DATA SUPPLIED.
☆ ☆ ☆ ☆ ☆

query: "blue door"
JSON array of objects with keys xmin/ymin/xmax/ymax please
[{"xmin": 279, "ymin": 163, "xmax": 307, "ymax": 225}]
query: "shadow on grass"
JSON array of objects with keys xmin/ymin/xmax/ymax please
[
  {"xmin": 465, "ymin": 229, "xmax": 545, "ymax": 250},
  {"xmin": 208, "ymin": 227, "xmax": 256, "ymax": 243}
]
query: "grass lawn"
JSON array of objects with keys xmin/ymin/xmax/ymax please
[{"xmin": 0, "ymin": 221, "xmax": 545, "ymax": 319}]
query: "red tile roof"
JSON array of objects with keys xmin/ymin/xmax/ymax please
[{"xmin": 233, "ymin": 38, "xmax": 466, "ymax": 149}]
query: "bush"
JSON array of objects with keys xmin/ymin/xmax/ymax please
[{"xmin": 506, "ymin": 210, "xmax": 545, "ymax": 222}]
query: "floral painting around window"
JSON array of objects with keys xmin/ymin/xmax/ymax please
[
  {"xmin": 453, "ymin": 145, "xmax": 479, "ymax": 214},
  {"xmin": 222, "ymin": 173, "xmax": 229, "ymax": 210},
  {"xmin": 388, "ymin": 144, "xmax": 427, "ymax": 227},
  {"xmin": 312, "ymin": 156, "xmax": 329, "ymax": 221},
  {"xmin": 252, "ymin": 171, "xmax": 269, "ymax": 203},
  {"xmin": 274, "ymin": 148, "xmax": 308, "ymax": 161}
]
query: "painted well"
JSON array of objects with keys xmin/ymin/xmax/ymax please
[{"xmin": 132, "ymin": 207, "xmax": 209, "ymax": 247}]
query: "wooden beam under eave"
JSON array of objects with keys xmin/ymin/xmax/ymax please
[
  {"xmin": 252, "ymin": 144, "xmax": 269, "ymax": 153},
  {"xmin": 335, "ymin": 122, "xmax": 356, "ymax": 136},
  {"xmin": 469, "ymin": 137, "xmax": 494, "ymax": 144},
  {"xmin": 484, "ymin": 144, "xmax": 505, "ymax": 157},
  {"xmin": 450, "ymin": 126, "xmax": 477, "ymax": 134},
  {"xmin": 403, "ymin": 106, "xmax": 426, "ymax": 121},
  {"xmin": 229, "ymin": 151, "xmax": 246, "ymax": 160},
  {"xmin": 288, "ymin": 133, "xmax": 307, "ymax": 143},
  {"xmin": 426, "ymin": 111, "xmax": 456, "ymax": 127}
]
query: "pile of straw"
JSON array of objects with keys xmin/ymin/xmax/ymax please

☆ ☆ ☆ ☆ ☆

WORK TO DO.
Please return each line in the rows above that contains the string "query", copied in full and in the order it appears.

RESPONSE BELOW.
query: "blue door"
query: "shadow on grass"
query: "grass lawn"
query: "red tile roof"
query: "bush"
query: "floral painting around window"
query: "painted well"
query: "wooden beam under eave"
query: "pile of straw"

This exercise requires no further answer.